**Given instruction:**
Your task is to write out the lines from the line containing "Target: pickup truck tailgate" through the last line of the material, exactly.

══ Stored records

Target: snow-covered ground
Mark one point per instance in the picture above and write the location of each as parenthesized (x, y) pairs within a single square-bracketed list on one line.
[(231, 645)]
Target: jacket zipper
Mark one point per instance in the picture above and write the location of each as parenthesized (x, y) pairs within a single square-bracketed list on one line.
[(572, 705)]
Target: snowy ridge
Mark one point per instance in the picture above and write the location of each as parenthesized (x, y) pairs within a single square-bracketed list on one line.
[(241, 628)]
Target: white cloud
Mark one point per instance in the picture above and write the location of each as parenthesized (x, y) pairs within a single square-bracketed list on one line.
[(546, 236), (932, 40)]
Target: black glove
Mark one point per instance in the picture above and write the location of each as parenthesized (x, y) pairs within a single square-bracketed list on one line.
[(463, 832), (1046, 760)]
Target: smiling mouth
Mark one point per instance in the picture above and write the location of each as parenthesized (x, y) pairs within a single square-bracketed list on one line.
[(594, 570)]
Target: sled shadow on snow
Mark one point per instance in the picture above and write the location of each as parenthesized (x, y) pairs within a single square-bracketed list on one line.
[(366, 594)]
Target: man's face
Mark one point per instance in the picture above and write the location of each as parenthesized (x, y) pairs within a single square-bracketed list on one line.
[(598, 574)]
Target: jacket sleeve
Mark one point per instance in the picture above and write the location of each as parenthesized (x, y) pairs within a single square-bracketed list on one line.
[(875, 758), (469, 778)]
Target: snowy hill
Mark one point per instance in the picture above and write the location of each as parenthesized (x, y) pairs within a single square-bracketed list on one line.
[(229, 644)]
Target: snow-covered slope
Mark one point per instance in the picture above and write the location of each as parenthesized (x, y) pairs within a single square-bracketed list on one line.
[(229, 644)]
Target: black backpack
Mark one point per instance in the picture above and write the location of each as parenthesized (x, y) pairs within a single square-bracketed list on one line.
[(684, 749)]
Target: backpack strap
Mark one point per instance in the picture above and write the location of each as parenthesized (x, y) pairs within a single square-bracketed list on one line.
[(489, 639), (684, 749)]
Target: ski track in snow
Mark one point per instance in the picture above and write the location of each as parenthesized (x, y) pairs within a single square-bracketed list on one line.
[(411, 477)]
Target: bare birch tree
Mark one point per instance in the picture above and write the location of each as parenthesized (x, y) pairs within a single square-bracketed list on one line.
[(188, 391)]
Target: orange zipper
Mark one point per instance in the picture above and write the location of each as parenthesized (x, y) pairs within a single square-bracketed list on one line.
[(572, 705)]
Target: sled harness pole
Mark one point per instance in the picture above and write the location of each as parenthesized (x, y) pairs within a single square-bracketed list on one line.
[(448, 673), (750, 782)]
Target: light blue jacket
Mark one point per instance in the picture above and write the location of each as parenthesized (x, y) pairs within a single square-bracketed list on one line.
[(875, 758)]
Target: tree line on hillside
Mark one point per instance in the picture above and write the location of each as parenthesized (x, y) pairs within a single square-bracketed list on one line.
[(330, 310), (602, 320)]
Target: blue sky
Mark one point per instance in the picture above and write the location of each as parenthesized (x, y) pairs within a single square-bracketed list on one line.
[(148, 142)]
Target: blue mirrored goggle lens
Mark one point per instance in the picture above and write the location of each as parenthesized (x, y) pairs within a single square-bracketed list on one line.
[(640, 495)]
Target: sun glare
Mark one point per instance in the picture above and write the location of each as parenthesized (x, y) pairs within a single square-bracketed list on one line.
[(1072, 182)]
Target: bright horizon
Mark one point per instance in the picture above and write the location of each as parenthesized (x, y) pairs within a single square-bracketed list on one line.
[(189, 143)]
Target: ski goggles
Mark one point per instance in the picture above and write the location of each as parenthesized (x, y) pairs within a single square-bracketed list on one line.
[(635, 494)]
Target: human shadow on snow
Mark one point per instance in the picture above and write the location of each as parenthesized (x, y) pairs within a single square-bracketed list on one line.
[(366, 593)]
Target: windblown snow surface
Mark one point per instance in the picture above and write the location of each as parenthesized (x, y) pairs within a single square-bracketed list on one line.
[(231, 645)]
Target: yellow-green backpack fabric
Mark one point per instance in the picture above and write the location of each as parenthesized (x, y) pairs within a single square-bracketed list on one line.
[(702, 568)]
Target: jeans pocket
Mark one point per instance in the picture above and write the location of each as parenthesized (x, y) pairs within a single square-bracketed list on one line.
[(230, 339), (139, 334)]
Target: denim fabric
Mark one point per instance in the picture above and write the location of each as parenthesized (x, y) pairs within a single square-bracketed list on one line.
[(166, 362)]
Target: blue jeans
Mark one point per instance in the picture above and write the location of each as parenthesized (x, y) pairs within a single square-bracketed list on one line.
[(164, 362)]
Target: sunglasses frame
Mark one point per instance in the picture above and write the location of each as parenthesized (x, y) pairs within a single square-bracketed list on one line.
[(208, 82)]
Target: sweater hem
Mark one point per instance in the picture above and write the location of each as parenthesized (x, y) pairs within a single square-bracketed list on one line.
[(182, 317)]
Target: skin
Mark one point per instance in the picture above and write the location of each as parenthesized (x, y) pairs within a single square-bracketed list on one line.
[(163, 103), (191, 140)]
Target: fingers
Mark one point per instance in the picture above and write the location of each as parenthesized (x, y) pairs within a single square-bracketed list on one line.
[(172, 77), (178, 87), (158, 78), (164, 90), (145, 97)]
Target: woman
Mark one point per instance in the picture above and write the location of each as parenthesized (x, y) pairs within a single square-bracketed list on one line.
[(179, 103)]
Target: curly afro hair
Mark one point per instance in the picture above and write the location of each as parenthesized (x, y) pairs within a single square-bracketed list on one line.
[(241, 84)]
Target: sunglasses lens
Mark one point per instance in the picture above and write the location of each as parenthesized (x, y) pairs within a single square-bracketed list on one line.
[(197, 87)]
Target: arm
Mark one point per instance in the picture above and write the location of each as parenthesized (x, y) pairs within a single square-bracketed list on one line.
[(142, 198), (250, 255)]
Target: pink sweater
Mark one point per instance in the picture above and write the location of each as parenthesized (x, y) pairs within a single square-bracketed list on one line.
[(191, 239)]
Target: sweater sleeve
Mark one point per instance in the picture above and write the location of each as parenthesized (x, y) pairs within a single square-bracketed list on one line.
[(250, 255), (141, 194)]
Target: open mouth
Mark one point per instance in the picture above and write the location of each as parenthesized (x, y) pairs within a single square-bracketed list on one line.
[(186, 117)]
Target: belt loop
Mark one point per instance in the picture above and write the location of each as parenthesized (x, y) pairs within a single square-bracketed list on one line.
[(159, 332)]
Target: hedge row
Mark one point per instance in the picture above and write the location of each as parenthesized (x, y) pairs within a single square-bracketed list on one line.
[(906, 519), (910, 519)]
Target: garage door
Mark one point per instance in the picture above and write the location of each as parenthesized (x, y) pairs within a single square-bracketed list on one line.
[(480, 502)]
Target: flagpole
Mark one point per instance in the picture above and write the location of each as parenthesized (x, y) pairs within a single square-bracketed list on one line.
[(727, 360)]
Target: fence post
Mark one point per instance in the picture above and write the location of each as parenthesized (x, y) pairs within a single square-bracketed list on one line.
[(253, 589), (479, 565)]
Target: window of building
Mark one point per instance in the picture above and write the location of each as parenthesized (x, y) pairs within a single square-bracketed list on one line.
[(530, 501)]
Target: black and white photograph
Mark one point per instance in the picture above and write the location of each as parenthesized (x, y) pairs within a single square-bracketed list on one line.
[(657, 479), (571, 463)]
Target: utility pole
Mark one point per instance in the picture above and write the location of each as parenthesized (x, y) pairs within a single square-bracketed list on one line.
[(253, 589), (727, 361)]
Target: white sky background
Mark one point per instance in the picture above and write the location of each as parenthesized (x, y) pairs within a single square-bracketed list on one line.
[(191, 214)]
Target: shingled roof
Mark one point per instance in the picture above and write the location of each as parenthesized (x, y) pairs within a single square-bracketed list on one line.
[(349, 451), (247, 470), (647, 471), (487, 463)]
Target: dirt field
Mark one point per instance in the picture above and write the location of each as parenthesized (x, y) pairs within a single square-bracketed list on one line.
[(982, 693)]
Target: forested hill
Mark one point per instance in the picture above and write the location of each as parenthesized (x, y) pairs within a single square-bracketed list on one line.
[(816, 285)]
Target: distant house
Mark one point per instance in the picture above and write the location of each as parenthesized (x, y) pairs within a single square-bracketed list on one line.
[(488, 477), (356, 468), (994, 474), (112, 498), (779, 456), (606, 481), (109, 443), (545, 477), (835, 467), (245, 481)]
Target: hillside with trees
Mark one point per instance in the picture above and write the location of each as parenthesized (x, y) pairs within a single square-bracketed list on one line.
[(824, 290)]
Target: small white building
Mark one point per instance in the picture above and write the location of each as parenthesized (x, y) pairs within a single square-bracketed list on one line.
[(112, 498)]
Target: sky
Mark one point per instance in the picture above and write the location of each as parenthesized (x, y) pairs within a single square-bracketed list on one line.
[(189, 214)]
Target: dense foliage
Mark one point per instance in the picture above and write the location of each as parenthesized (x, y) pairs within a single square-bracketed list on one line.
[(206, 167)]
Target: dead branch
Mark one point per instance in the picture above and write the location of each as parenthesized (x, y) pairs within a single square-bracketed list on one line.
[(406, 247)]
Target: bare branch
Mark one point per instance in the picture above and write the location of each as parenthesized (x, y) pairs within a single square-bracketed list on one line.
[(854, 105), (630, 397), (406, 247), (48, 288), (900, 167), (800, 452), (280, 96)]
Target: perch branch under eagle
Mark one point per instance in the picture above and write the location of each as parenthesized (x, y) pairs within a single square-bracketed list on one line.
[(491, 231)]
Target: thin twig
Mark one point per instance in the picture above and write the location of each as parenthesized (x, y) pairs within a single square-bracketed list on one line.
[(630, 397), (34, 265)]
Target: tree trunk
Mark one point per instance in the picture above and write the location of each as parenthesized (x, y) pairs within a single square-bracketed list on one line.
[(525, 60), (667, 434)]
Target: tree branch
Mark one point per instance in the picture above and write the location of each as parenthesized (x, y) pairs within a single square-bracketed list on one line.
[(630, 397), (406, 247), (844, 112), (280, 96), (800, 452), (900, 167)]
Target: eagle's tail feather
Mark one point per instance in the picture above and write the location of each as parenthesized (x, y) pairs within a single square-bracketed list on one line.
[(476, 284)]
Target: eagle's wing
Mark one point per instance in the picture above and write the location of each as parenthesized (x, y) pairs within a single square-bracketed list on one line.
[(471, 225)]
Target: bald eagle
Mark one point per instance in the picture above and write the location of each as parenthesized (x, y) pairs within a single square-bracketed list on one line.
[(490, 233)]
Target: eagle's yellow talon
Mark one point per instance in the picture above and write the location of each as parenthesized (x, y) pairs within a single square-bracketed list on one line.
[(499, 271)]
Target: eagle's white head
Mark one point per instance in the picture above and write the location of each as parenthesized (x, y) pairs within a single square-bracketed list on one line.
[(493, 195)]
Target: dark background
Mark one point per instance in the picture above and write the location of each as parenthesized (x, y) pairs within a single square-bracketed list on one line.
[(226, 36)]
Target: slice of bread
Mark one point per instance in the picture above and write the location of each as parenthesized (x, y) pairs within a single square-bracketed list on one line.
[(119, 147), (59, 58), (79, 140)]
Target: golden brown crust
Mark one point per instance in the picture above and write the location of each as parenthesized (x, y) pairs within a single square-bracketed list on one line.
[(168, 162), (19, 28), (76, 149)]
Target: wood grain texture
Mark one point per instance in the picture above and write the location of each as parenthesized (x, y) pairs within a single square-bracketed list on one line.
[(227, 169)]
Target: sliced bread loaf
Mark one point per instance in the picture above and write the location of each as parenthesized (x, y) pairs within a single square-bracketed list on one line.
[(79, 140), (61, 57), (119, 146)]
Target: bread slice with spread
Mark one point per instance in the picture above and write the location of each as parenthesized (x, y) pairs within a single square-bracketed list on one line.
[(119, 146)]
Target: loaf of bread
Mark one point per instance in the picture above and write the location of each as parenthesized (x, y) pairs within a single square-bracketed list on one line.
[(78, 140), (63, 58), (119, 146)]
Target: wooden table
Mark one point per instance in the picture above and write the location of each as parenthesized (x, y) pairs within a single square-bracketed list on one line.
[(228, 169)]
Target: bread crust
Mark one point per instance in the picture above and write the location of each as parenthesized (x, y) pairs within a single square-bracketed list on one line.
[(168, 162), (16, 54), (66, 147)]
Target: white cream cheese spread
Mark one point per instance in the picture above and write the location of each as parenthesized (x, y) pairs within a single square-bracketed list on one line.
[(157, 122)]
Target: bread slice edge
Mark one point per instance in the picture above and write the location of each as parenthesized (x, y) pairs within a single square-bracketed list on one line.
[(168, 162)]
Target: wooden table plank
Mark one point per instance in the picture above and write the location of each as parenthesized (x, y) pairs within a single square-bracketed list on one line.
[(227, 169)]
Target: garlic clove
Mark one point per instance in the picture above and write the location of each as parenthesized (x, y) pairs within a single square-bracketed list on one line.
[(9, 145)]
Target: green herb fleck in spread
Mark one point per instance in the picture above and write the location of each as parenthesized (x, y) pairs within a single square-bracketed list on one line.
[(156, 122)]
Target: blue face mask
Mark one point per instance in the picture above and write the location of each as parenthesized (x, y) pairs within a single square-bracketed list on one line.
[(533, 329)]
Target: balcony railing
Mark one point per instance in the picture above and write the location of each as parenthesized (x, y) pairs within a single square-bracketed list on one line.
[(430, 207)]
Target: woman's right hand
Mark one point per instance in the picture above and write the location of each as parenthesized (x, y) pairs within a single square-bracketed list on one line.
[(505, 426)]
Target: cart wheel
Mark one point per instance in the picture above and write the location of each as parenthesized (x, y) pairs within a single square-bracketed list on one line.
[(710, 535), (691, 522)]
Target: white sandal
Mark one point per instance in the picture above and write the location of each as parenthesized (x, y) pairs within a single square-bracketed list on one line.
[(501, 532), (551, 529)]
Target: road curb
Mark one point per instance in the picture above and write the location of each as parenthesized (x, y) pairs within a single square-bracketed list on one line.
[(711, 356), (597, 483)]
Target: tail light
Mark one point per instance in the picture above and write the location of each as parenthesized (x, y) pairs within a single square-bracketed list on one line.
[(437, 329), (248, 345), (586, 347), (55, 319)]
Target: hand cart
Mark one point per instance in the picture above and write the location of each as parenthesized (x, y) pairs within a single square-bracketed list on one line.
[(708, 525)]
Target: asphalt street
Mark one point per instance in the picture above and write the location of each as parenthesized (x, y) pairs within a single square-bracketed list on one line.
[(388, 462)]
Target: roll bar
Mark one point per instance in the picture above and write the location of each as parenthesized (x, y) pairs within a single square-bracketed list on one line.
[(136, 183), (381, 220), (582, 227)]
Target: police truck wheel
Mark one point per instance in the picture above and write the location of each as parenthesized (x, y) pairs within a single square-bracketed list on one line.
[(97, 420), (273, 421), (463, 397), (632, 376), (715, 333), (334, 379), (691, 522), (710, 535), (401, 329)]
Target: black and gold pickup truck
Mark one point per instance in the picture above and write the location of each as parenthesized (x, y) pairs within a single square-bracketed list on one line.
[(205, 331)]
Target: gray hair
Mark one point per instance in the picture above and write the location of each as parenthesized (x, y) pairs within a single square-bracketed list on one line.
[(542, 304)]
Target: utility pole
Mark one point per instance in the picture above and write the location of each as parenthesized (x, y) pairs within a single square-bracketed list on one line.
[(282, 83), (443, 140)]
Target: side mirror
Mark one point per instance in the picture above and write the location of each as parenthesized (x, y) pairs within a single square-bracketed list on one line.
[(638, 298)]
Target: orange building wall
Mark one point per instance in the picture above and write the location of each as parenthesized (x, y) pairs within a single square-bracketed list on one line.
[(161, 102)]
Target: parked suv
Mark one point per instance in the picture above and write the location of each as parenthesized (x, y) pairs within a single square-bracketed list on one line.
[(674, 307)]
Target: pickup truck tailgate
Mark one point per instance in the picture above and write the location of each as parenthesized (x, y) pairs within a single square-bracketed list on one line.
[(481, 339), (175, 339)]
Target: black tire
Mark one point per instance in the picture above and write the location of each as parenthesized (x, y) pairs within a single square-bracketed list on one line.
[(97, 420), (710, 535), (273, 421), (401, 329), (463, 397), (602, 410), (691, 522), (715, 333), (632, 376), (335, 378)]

════

**Full output:**
Target: pickup truck tailgate
Mark one point per instance in the picture above and write the location of each as parenthesized (x, y) pairs within a single square-bracketed list on one line.
[(481, 339), (175, 339)]
Target: black tire
Mark one point per instance in the picture above and write the location of each as parenthesized (x, y) pairs within a single square-bracketed list on one line.
[(97, 420), (710, 535), (273, 421), (401, 329), (463, 397), (602, 410), (691, 522), (715, 333), (632, 376), (335, 378)]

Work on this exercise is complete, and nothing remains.